節錄 –
區域政府普遍無法因應這些根本問題,導致阿拉伯之春2.0方興未艾,而抗議人士在新一輪起義中所要求的跟十年前一樣,不過就是卑微的「更好生活品質」。
「如果阿拉伯各國政府理解新社會契約、更開放政治體制,以及從體制上打擊貪腐的必要性,那麼阿拉伯之春1.0可能早就帶來社會和平。」曾任約旦副總理和外長的穆阿謝爾(Marwan Muasher)說:「他們大部分選擇不這麼做,只想鞏固自己的權勢,結果深層政府(deep state)強勢復辟。」
穆阿謝爾著有「第二次阿拉伯覺醒和爭取多元主義的戰鬥」(The Second Arab Awakening and the Battle for Pluralism,暫譯),對阿拉伯世界革命浪潮有獨到觀察。
獨立新聞媒體「中東之眼」(Middle East Eye)報導,抗議人士現在再一次拉高分貝,而且他們已經從過去的經驗得到以下教訓:
●恐懼之牆可以推倒
貝魯特卡內基中東研究中心(Carnegie Middle East Centre)長駐學者格南(Dalia Ghanem)指出,2010年到2011年起義的一大特色就是民眾證明了主宰區域的那道恐懼之牆可以推倒。儘管起義遭到鎮壓,此一新理解為政治和社會經濟開闢新蹊徑,社群媒體發達則為線上進一步探討這些理念創造條件。

[已儲存的資料集項目]
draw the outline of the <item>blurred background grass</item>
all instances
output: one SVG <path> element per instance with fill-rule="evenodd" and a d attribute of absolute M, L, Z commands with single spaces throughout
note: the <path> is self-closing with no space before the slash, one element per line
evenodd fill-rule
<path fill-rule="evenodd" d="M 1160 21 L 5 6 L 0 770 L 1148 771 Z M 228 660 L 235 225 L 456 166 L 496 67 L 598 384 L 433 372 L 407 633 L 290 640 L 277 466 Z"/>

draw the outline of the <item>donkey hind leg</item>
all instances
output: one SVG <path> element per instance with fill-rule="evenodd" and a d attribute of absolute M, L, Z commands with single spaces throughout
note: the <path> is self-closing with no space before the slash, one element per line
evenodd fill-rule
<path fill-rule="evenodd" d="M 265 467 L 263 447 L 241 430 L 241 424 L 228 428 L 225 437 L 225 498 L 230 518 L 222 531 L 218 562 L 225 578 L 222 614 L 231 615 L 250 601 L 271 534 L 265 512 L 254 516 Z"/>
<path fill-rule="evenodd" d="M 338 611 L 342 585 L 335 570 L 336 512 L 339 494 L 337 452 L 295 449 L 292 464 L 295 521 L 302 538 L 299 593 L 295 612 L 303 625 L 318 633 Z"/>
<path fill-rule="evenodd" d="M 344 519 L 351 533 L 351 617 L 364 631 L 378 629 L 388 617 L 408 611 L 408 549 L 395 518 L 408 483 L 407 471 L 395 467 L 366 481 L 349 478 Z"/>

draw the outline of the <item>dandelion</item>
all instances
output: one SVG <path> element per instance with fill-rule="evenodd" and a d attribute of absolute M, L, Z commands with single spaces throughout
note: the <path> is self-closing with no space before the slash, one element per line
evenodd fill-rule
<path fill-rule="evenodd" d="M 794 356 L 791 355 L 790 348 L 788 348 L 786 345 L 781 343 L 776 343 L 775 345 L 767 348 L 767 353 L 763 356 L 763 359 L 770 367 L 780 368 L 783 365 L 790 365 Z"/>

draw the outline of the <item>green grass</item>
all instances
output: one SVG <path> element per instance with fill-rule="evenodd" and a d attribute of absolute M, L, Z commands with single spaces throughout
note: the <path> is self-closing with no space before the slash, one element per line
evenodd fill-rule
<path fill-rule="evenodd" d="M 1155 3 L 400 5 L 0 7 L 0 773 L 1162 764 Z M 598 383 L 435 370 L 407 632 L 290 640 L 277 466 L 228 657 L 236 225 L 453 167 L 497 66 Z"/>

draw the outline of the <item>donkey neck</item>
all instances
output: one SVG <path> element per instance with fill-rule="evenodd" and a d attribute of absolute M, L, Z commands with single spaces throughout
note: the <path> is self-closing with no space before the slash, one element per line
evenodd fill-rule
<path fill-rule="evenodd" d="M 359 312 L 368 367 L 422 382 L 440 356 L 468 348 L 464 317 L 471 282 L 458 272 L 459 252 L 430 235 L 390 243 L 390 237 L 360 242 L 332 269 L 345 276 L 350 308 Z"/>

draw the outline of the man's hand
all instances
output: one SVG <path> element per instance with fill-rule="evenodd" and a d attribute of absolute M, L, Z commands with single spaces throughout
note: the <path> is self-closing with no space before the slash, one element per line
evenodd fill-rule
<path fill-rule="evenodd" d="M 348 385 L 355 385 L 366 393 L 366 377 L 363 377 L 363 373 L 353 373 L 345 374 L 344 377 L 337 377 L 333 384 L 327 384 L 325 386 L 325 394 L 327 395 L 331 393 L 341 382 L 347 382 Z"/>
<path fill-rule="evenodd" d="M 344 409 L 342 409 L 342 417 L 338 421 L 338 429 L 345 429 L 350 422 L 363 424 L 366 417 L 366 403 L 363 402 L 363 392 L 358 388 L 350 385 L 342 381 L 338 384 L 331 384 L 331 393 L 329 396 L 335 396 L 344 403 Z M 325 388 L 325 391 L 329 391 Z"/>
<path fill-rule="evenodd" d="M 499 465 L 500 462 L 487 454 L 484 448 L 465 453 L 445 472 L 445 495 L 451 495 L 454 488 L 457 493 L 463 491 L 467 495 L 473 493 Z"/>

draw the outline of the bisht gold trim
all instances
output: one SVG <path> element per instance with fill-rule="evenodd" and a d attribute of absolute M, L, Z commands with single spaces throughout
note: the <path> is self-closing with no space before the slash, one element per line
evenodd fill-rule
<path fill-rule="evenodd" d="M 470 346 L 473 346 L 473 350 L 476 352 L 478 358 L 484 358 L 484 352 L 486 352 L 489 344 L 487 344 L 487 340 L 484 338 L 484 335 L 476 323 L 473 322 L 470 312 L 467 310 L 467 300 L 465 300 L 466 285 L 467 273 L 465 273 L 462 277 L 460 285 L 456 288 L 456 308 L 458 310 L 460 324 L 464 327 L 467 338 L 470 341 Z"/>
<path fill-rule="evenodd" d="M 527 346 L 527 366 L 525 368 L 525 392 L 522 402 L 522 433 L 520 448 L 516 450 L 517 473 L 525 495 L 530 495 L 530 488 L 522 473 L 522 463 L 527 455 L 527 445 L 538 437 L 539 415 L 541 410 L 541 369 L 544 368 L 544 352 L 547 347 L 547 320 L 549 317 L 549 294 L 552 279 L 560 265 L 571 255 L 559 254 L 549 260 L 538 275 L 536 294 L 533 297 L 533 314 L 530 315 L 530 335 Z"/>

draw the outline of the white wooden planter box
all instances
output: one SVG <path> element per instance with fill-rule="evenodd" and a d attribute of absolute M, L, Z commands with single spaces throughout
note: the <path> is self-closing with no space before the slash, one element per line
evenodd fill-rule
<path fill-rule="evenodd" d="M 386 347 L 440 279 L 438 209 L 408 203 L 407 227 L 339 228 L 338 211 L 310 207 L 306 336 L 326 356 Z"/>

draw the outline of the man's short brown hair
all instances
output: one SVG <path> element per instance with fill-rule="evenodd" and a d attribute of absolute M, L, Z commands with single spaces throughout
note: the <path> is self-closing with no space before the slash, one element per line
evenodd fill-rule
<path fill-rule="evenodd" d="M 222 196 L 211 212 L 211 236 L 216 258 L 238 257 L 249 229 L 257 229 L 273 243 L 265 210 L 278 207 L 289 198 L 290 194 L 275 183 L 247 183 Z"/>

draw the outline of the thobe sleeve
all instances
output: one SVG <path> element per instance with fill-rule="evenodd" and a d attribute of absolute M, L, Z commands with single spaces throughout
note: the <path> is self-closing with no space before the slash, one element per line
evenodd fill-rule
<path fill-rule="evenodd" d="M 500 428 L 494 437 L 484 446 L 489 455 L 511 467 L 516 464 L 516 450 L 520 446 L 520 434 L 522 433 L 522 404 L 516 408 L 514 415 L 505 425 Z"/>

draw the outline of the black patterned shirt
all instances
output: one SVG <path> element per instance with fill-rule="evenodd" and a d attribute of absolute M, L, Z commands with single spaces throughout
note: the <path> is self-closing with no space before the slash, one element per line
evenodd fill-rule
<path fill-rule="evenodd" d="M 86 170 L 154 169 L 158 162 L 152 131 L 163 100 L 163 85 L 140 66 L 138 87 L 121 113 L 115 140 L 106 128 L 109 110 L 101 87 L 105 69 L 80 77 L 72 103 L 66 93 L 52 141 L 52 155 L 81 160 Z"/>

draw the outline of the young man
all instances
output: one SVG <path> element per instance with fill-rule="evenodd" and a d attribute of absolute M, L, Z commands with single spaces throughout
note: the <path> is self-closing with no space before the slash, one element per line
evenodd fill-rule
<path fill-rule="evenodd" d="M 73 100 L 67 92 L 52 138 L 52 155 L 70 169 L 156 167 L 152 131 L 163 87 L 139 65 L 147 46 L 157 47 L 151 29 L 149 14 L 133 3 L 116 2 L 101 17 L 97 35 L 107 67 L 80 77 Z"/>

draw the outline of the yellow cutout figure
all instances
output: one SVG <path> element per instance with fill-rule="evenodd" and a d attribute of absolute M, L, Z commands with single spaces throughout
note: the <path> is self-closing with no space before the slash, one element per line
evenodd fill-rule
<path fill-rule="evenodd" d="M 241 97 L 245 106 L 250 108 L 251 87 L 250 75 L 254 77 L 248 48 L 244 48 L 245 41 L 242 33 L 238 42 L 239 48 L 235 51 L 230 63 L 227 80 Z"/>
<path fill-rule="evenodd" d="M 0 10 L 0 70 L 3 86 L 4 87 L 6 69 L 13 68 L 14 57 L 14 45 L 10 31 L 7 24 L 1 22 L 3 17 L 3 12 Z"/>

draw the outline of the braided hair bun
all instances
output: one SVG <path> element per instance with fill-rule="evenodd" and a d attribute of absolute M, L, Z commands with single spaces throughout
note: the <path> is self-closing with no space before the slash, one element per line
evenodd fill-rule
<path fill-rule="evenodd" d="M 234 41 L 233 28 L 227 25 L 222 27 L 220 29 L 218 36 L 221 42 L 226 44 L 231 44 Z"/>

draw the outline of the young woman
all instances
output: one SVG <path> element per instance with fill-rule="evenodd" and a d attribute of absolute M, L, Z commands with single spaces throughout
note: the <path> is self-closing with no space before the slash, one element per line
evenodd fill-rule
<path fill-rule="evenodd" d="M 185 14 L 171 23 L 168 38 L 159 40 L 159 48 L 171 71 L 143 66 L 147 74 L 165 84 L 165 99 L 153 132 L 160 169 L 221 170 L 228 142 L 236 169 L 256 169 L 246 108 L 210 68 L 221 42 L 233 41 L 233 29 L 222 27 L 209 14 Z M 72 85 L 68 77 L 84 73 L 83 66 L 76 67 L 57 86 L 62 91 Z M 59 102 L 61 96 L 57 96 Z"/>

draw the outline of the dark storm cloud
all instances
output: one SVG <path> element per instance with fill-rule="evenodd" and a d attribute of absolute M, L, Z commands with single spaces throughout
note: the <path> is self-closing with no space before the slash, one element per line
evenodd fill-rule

問題與任務 –
• a. 根據這段關於阿拉伯之春的節錄回答:
(i) 穆阿謝爾曾在約旦擔任哪些職務?
(ii) 「中東之眼」是什麼樣的媒體?
(iii) 格南在哪個機構擔任什麼職位?
• b. 請接著這段阿拉伯之春節錄的最後一句往下寫。

練習結果 –
• a.
(i) 約旦副總理和外長。
(ii) 獨立新聞媒體。
(iii) 貝魯特卡內基中東研究中心的長駐學者。

• b.
他說:「阿拉伯民眾打破現狀,而且不靠外力,誠可謂一大成就。從那時候起,獨裁垮台、覺醒的人民認定自己應該得到更好生活,也知道後殖民社會契約已經不可行。(當今)民眾會問,決策過程中,他們的角色在哪裡,而且要針對自己的公民身分重新談判,做為阿拉伯公民的意義何在?」
●占領公共空間
在阿拉伯之春期間,諸如開羅解放廣場(Tahrir Square)等公共空間成為示威者集體聲音的象徵。包括親政府抗議人士的攻擊在內,埃及抗議群眾在國家默許暴力下占領廣場逾兩週,持續要求前獨裁總統穆巴拉克(Hosni Mubarak)下台,終於在2011年2月11日如願。
埃及短命民主實驗後來演變成比穆巴拉克時代更專制的獨裁統治。首位民選總統穆希(Mohamed Morsi)2013年在時任軍方首長的塞西(Abdel Fattah al-Sisi )所領導的軍事政變中遭到推翻。塞西掌權後下重手打壓異己。
「叛逆地區:北非和西亞近日起義圖譜」(A Region in Revolt: Mapping the Recent Uprisings in North Africa and West Asia,暫譯)編輯沙柏(Jade Saab)指出,公眾集會和參與得以成事的想法依舊成立,「最常見的就是占領公共空間,那裡不但成為開創和翻修國家認同的地方,也是藝術文化的泉源」。
伊拉克人去年蜂湧抗議腐敗精英時,可以俯瞰巴格達巿中心解放廣場(Tahrir Square)、當地人稱「土耳其餐館」(Turkish restaurant)的荒廢建築成為革命志士們的總部,外牆掛的其中一個布條寫道,它註定名留「伊拉克革命青史」。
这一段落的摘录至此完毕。